It is evident from this doomsday list that the state governments are just as culpable and uncaring as the union government. And they will no doubt welcome also the MOEF's latest assault on the few remaining environmental regulations: the proposed amendments to the Environment Protection Act. Notified on 12.3. 2020, these draft amendments will rip the heart out of this legislation. It proposes, inter-alia:

[1] A post facto grant of approval to an EIA ( Environment Impact Approval) if one had not been obtained earlier! This not only legalises a criminality but also flies in the teeth of judgments of the Supreme Court and the National Green Tribunal which had strongly disapproved of this idea.

[2] A project developer who has violated any environmental condition or rule can now simply compound his illegality by paying a fine. There will now be no deterrence left.

[3] Public consultations and hearings, which are a lengthy process, have now been limited to a maximum of 40 days. This is patently ridiculous because most major projects are located in remote areas where it takes two weeks even to deliver a notice to someone. This clause is designed to stifle the voices of local populations and to deny them an opportunity to oppose a project.

[4] Even worse, certain types of projects have been completely exempted from the need of conducting any public hearings: chemical fertilisers, metallurgical units, pesticides, petroleum, graphite, synthetic chemicals, Effluent treatment plants, bio-medical waste treatment, all building and construction projects, highways, irrigation projects, power transmission lines. Anyone can see that these are among the most toxic and environmentally damaging types of industries, but they are proposed to be given a free run.

§ **SOURCE DATA**
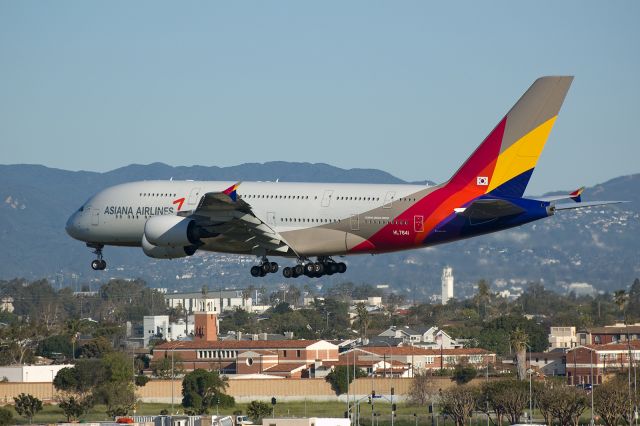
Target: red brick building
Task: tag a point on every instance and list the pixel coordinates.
(591, 363)
(285, 358)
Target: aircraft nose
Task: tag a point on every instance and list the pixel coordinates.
(72, 226)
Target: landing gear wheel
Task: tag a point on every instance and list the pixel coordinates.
(310, 269)
(287, 272)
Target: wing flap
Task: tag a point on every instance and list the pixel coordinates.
(485, 209)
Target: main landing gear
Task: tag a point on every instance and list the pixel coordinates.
(324, 266)
(264, 268)
(98, 264)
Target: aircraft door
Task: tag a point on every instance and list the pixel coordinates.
(355, 222)
(326, 198)
(271, 218)
(388, 199)
(95, 217)
(193, 196)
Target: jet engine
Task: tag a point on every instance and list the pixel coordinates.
(158, 252)
(171, 231)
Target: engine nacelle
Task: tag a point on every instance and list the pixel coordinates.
(171, 231)
(166, 252)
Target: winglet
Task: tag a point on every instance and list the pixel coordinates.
(231, 191)
(577, 195)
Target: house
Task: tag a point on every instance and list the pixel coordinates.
(591, 363)
(609, 334)
(283, 358)
(562, 338)
(212, 301)
(426, 337)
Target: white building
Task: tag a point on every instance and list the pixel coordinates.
(562, 338)
(31, 373)
(159, 326)
(447, 284)
(213, 301)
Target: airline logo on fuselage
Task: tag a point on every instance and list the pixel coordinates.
(138, 211)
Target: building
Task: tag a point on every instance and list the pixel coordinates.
(447, 284)
(609, 334)
(592, 363)
(406, 360)
(31, 373)
(282, 358)
(212, 301)
(562, 338)
(425, 337)
(158, 326)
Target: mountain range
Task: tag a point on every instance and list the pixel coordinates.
(597, 246)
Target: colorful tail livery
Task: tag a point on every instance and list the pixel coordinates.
(502, 165)
(305, 220)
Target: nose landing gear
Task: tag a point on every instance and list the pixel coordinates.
(98, 264)
(264, 268)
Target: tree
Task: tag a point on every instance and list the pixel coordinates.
(162, 367)
(518, 340)
(338, 378)
(611, 401)
(363, 319)
(421, 388)
(6, 416)
(463, 374)
(203, 389)
(459, 402)
(27, 405)
(73, 406)
(257, 410)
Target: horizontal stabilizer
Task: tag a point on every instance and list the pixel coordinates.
(584, 205)
(484, 209)
(575, 196)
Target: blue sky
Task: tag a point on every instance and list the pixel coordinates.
(406, 87)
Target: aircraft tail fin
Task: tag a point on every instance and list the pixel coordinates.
(503, 163)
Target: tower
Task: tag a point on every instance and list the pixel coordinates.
(447, 284)
(206, 326)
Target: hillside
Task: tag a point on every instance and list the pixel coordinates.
(598, 246)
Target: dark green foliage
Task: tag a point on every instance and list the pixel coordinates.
(203, 389)
(52, 345)
(257, 410)
(27, 405)
(6, 416)
(463, 374)
(338, 378)
(74, 407)
(142, 380)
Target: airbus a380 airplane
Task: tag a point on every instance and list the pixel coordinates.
(172, 219)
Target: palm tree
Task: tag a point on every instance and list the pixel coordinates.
(363, 319)
(518, 341)
(620, 298)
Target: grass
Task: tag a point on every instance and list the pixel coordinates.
(404, 416)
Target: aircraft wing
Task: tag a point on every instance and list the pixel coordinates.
(484, 209)
(585, 204)
(223, 214)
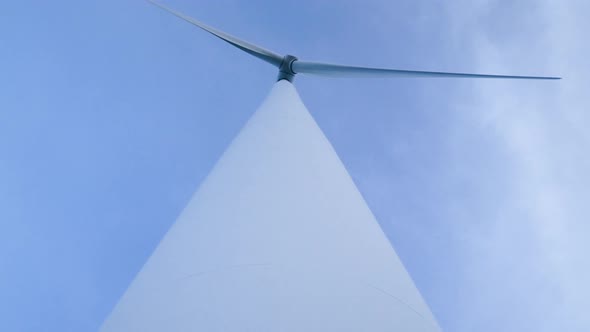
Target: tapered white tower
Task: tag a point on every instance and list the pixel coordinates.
(277, 238)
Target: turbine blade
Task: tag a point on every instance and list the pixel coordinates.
(249, 48)
(325, 69)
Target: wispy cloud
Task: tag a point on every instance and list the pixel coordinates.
(542, 226)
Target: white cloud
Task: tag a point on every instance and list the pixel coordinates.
(543, 129)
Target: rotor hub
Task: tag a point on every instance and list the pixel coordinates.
(285, 69)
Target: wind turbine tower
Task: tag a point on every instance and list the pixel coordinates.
(277, 237)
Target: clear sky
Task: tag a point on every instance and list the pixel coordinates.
(113, 112)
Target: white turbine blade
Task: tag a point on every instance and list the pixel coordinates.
(325, 69)
(245, 46)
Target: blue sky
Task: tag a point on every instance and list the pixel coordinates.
(112, 113)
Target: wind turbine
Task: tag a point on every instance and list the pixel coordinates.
(277, 237)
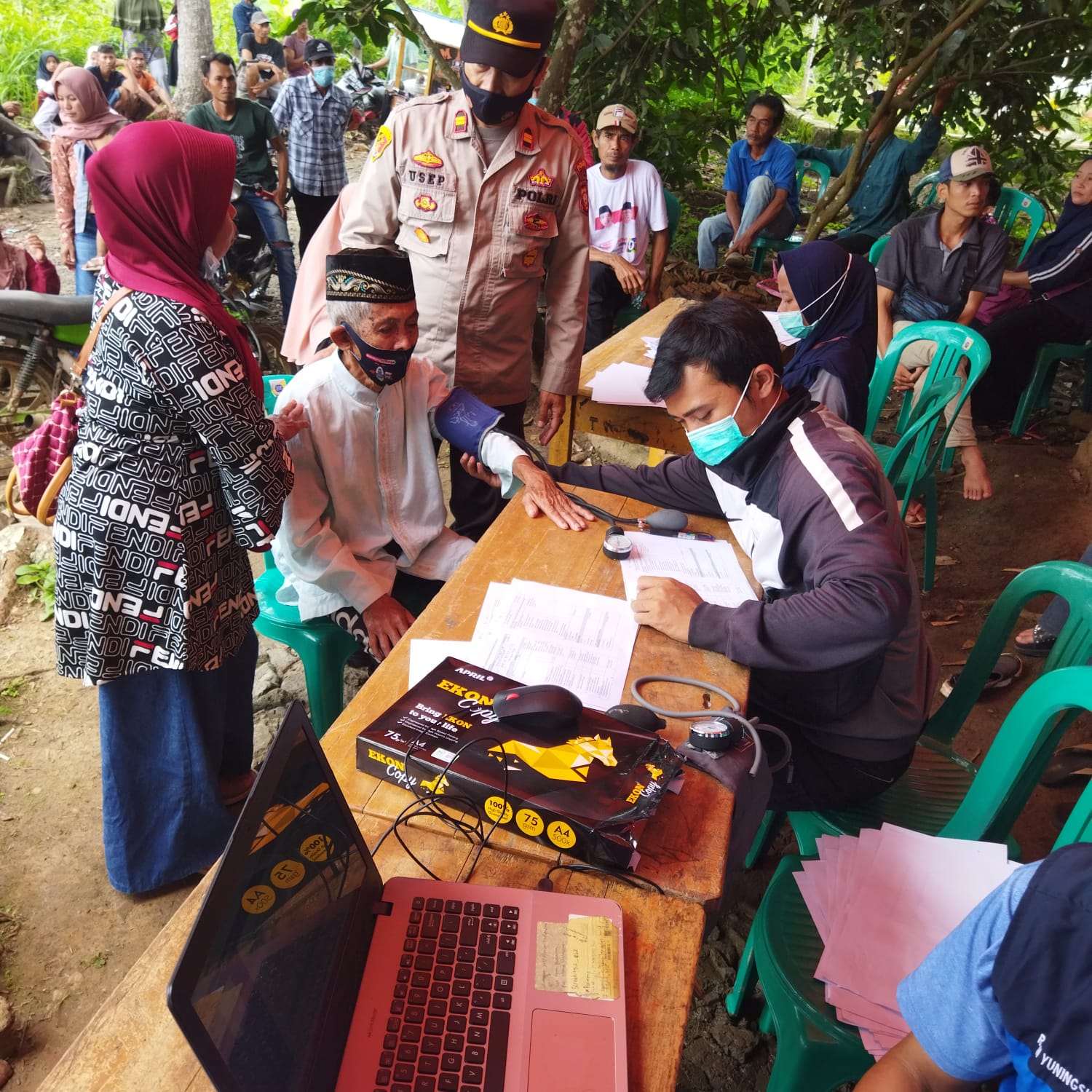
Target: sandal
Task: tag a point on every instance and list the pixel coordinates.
(1039, 646)
(1069, 764)
(1008, 668)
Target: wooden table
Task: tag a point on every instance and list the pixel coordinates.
(685, 844)
(648, 425)
(132, 1043)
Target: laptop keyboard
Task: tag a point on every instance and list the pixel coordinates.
(450, 1013)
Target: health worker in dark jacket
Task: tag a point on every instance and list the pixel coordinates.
(836, 646)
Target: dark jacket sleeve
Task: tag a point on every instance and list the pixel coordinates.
(679, 482)
(849, 550)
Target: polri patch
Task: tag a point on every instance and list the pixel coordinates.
(384, 139)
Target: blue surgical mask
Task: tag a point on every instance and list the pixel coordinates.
(793, 323)
(713, 443)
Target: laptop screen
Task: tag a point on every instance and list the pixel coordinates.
(266, 987)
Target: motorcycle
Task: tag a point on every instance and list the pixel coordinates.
(41, 338)
(242, 280)
(371, 95)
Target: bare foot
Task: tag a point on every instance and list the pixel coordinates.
(976, 480)
(915, 515)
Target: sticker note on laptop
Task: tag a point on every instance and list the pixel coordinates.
(579, 957)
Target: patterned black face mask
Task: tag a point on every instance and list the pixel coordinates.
(384, 366)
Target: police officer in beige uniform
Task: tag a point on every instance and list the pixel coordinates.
(488, 196)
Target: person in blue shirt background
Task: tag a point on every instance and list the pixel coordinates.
(882, 198)
(240, 17)
(1007, 994)
(759, 188)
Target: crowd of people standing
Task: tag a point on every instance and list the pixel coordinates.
(422, 283)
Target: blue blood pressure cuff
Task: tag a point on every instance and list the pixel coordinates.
(464, 421)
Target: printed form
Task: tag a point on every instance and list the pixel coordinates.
(711, 569)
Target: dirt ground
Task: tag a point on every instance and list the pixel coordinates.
(67, 938)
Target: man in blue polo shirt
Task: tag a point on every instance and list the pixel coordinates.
(1008, 994)
(882, 198)
(759, 188)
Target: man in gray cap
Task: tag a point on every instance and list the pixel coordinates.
(488, 196)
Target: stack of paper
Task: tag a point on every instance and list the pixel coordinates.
(711, 569)
(882, 902)
(622, 384)
(542, 633)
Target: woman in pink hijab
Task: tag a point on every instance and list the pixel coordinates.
(87, 124)
(176, 474)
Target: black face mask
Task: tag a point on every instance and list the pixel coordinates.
(494, 109)
(382, 366)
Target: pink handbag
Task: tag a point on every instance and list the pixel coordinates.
(44, 460)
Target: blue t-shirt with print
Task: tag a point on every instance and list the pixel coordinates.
(778, 163)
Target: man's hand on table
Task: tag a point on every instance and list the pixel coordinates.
(541, 494)
(550, 415)
(386, 620)
(665, 604)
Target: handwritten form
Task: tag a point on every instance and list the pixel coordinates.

§ **PROBLEM REQUIREMENTS**
From the passage above on the draft amendments to the Environment Protection Act, extract word for word the part starting at "[3] Public consultations" and ending at "oppose a project.".

§ **RESULT OF THE EXERCISE**
[3] Public consultations and hearings, which are a lengthy process, have now been limited to a maximum of 40 days. This is patently ridiculous because most major projects are located in remote areas where it takes two weeks even to deliver a notice to someone. This clause is designed to stifle the voices of local populations and to deny them an opportunity to oppose a project.